■ **EXERCISE BRIEF**
Arrange every line of the items below as a Markdown table with the columns "No." and "Line," numbering each row and leaving out blank lines.

==== DATA

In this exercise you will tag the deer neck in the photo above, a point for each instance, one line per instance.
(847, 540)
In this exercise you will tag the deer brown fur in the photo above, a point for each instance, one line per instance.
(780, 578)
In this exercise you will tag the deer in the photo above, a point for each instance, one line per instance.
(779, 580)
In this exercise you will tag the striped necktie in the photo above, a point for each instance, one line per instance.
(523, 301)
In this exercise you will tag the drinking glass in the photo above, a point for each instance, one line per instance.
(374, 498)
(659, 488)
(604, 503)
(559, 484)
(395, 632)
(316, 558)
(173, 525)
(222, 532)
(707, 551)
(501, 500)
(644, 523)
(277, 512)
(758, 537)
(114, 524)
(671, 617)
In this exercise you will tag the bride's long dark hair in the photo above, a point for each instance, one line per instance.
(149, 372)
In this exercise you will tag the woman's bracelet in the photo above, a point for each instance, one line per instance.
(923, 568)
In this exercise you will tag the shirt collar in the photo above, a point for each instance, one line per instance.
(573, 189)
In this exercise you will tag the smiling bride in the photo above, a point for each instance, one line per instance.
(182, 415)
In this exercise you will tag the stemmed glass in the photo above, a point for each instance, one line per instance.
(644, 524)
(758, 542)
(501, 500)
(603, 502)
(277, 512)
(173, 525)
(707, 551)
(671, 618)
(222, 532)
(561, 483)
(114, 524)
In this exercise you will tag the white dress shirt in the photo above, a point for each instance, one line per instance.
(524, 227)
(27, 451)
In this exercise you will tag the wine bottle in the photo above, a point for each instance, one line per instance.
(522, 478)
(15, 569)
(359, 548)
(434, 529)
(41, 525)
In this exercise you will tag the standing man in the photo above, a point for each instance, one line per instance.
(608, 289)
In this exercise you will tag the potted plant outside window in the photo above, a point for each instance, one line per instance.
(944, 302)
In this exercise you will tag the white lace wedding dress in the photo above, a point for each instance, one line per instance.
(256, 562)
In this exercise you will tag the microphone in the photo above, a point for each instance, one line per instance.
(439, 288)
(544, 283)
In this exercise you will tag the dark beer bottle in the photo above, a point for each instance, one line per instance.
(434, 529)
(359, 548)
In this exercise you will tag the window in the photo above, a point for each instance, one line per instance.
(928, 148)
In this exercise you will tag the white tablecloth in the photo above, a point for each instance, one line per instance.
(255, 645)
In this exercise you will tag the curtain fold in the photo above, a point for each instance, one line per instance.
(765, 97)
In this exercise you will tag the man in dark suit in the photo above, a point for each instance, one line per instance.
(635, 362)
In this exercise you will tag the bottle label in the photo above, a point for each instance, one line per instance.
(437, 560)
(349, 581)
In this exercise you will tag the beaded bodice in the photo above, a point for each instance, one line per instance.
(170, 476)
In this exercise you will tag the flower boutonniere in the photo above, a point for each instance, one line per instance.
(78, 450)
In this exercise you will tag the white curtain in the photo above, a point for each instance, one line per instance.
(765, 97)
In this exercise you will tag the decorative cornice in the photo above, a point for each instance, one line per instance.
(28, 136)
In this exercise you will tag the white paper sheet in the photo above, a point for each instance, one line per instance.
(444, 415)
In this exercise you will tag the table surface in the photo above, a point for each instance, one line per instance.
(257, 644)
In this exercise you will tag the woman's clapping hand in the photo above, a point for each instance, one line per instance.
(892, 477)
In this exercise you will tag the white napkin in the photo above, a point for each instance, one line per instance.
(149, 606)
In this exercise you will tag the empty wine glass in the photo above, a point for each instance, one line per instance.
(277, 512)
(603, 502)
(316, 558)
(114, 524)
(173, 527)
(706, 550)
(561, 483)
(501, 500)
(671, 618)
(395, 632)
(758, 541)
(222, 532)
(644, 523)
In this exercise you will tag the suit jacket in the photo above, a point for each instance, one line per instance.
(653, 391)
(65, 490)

========

■ **RESPONSE BELOW**
| No. | Line |
|---|---|
| 1 | In this exercise you will tag the deer neck in the photo above, a point for each instance, one line per instance. |
| 2 | (847, 540) |
| 3 | In this exercise you will tag the deer brown fur in the photo above, a point for each instance, one line per instance. |
| 4 | (780, 578) |
| 5 | In this exercise you will tag the deer in the photo above, a point for each instance, one line per instance. |
| 6 | (779, 580) |
| 7 | In this exercise you will tag the striped necktie in the photo above, a point for each instance, one line per instance. |
| 8 | (523, 301) |
| 9 | In this exercise you will tag the drinking glass in the photo above, a point for each instance, one line per instance. |
| 10 | (374, 498) |
| 11 | (659, 488) |
| 12 | (604, 503) |
| 13 | (559, 484) |
| 14 | (395, 632) |
| 15 | (316, 558) |
| 16 | (173, 525) |
| 17 | (222, 532) |
| 18 | (707, 551) |
| 19 | (501, 500) |
| 20 | (644, 523) |
| 21 | (277, 512) |
| 22 | (758, 537) |
| 23 | (114, 524) |
| 24 | (671, 617) |
| 25 | In this exercise you will tag the bride's long dark hair in the photo above, a point for each instance, one line per instance. |
| 26 | (149, 372) |
| 27 | In this exercise you will tag the woman's bracelet in the photo above, a point for each instance, one line per instance. |
| 28 | (923, 568) |
| 29 | In this exercise you will tag the shirt collar in the photo above, a point for each instance, one line per instance. |
| 30 | (573, 189) |
| 31 | In this exercise you will tag the smiling bride in the photo above, a point for each instance, one line per instance. |
| 32 | (182, 415) |
| 33 | In this exercise you will tag the stemmed glass in the photo above, a point for each instance, one line per instance. |
| 34 | (644, 524) |
| 35 | (758, 542) |
| 36 | (501, 500) |
| 37 | (603, 502) |
| 38 | (277, 512) |
| 39 | (173, 525) |
| 40 | (707, 551) |
| 41 | (671, 618) |
| 42 | (222, 532) |
| 43 | (561, 483) |
| 44 | (114, 524) |
| 45 | In this exercise you will tag the white dress shirt in the photo above, a point for each instance, one line per instance. |
| 46 | (524, 227) |
| 47 | (27, 451) |
| 48 | In this exercise you will tag the wine bottle in the photo above, a point for each instance, one line per instance. |
| 49 | (522, 478) |
| 50 | (15, 569) |
| 51 | (359, 548) |
| 52 | (434, 529) |
| 53 | (41, 525) |
| 54 | In this exercise you will tag the standing man in the photo above, a point for each instance, one line per instance. |
| 55 | (608, 289) |
| 56 | In this exercise you will tag the potted plant outside window in the photo above, a point for each instance, one line per instance. |
| 57 | (944, 302) |
| 58 | In this exercise you will tag the white lace wedding dress in the photo above, a point for each instance, one line per instance. |
| 59 | (256, 562) |
| 60 | In this exercise you will tag the microphone in the photo above, a point for each instance, one line per instance. |
| 61 | (439, 288) |
| 62 | (544, 283) |
| 63 | In this exercise you will tag the dark beer bottle in the photo above, a point for each instance, one line per instance. |
| 64 | (434, 529) |
| 65 | (359, 548) |
| 66 | In this exercise you will tag the window in the photo above, a point for each instance, one line per instance. |
| 67 | (928, 148) |
| 68 | In this exercise you will tag the white tablecloth in the photo above, a point for each instance, one line per instance. |
| 69 | (255, 645) |
| 70 | In this exercise you will tag the curtain fold in the photo above, a point for each instance, one line per instance. |
| 71 | (765, 97) |
| 72 | In this exercise you will tag the man in dark suit in the photo above, a point for each instance, one line per instance. |
| 73 | (635, 362) |
| 74 | In this exercise you will tag the bottle label in the photo above, a point for each instance, one line per instance. |
| 75 | (437, 560) |
| 76 | (349, 581) |
| 77 | In this exercise you will tag the beaded bodice in the photo above, a point for each instance, one line per instance. |
| 78 | (170, 476) |
| 79 | In this exercise you will tag the flower boutonniere in the photo above, a point for each instance, one line per instance. |
| 80 | (78, 450) |
| 81 | In this exercise you will tag the white curtain in the photo above, a point for each instance, one line per instance. |
| 82 | (765, 97) |
| 83 | In this exercise you will tag the decorative cornice in the photo above, a point for each instance, one line per instance. |
| 84 | (28, 136) |
| 85 | In this exercise you will tag the white paper sheet in the photo above, a point for each instance, one line per instance. |
| 86 | (444, 415) |
| 87 | In this exercise you will tag the table surface in the photo above, a point for each instance, one line per instance. |
| 88 | (257, 644) |
| 89 | In this exercise you will tag the woman's clapping hand in the photo above, a point for each instance, one line per instance. |
| 90 | (892, 477) |
| 91 | In this exercise you will tag the white napkin in the photo above, a point for each instance, one line per instance. |
| 92 | (149, 606) |
| 93 | In this exercise you will tag the empty wine glass in the photo above, a point for each instance, one line per instance. |
| 94 | (277, 512) |
| 95 | (603, 502) |
| 96 | (316, 558) |
| 97 | (114, 524) |
| 98 | (173, 527) |
| 99 | (706, 550) |
| 100 | (561, 483) |
| 101 | (501, 500) |
| 102 | (671, 618) |
| 103 | (395, 632) |
| 104 | (758, 541) |
| 105 | (222, 532) |
| 106 | (644, 523) |
| 107 | In this exercise you will tag the suit jacket in the photo above, a point for each instance, one line per instance. |
| 108 | (653, 391) |
| 109 | (65, 490) |